═══ Provided data

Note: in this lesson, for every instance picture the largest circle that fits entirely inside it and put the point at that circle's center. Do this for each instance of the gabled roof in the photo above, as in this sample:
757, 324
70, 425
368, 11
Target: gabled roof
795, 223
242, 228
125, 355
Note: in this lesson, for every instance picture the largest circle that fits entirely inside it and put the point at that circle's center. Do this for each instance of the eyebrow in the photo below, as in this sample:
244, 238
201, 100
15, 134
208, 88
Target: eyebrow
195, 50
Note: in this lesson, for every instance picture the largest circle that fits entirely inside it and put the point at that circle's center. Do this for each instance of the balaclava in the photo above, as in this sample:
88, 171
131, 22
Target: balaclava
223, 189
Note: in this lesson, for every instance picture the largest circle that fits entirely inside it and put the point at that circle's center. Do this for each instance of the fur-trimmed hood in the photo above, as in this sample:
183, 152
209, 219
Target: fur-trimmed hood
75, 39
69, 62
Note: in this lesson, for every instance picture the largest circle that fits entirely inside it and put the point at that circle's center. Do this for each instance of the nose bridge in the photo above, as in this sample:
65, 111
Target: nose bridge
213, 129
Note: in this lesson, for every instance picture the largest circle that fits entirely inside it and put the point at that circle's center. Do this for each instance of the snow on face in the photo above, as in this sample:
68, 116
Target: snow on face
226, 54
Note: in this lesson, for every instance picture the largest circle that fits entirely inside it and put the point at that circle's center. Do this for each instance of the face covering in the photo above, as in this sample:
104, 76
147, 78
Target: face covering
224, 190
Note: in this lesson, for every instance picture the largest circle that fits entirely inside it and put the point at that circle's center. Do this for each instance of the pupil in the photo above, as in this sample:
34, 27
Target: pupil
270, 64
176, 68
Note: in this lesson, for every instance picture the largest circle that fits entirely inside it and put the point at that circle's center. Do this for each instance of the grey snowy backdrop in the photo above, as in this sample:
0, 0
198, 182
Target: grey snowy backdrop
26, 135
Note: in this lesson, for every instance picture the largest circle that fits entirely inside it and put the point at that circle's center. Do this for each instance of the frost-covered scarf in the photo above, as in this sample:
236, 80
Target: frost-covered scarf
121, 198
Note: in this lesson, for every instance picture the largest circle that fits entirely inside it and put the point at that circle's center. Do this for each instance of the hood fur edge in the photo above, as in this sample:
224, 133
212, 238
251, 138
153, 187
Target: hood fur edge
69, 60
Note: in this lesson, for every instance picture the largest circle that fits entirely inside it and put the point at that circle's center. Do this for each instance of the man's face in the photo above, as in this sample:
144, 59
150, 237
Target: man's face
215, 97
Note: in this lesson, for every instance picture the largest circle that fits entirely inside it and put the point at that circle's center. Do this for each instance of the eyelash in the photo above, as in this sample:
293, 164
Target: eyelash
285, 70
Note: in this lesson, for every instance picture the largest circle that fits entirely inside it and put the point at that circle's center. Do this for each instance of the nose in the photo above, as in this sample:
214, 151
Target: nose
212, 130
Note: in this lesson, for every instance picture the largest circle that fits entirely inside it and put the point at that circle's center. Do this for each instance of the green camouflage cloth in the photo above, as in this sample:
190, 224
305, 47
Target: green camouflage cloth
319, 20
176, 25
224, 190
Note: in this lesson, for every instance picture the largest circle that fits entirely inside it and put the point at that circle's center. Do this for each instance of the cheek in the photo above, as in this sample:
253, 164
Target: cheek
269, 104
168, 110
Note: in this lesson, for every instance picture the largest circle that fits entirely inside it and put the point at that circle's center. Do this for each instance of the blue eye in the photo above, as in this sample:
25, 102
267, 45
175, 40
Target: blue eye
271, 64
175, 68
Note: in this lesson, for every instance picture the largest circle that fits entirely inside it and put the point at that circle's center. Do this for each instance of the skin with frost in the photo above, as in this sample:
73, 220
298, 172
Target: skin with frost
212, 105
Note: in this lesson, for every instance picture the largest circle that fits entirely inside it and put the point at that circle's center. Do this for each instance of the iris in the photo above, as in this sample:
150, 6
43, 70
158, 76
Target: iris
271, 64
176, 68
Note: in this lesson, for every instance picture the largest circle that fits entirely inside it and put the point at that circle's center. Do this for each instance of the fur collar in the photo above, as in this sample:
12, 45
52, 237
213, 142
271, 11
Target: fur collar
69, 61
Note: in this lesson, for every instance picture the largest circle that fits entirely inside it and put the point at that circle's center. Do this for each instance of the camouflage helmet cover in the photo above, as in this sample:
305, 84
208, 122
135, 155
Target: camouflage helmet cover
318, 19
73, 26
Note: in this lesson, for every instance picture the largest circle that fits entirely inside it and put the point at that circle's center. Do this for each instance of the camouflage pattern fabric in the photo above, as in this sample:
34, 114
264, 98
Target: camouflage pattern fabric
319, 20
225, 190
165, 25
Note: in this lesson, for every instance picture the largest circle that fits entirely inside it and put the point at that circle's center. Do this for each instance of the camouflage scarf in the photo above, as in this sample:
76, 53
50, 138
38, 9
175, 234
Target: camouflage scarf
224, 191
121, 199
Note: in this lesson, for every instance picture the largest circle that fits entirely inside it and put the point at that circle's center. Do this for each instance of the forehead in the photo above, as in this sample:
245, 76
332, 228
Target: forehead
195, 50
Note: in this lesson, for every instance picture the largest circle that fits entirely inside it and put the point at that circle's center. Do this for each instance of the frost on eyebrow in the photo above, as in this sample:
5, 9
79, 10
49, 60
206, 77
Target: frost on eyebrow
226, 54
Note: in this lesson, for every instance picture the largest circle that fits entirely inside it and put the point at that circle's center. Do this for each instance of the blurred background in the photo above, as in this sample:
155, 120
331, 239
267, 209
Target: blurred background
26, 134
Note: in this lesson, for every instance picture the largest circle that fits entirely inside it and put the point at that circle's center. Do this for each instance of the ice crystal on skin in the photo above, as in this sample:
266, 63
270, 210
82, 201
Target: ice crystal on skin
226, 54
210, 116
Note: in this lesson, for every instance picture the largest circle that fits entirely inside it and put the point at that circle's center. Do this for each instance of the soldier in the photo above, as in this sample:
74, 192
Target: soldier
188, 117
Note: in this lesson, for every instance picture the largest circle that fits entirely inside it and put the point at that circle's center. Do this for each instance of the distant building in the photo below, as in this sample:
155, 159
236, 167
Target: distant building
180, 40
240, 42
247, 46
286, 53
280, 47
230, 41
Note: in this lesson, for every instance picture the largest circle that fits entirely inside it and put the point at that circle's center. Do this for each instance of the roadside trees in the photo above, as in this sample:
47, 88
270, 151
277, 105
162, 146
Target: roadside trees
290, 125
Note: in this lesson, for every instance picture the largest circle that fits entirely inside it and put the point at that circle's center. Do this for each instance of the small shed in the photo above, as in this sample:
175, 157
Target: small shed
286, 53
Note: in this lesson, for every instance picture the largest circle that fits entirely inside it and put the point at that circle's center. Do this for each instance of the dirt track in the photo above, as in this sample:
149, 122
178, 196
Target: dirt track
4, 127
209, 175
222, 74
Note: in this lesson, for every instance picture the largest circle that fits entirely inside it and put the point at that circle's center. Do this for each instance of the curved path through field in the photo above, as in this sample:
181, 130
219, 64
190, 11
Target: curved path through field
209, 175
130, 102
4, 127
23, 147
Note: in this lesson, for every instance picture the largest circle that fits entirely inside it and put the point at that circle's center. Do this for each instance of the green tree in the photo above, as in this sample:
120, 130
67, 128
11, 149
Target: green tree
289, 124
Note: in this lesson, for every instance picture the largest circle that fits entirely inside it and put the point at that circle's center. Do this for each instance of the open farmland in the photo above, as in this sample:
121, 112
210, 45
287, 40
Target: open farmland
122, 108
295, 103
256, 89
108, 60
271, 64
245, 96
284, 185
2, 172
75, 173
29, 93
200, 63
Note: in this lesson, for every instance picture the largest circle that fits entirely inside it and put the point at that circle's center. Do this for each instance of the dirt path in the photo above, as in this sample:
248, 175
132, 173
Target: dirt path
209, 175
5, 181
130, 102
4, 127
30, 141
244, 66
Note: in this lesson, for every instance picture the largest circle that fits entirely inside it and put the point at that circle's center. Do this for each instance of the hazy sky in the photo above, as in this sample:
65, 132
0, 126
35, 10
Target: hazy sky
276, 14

══════

Written task
Exactly reproduce the lines beginning with the one that contains "of the open" and ending with the last line of the material, both included. Leave out everything else.

Expected answer
Note: in this lesson, for every instance picture the largest circle that fits entirely inside it and put the point at that circle's center. Do this for each instance of the open farmland in the photo above, as in this sample:
121, 112
210, 45
287, 40
Target: open farmland
122, 108
295, 103
256, 89
108, 60
271, 64
245, 96
284, 185
2, 172
75, 173
29, 93
200, 63
Note: in this lesson, for every instance picture the largest circle that fits entirely inside it and put the point at that circle's center. Do this for each instance of the dirt path in the photo above, as in this sample:
248, 175
132, 173
Target: dirt path
209, 175
5, 181
130, 102
4, 127
30, 141
244, 66
Note: in this lesson, for every instance picture the largest circle that fits entirely inside it and put the point at that circle's center. Do this for each instance of the hazy sky in the photo above, as in this sample:
65, 132
0, 126
35, 10
Target: hazy sky
276, 14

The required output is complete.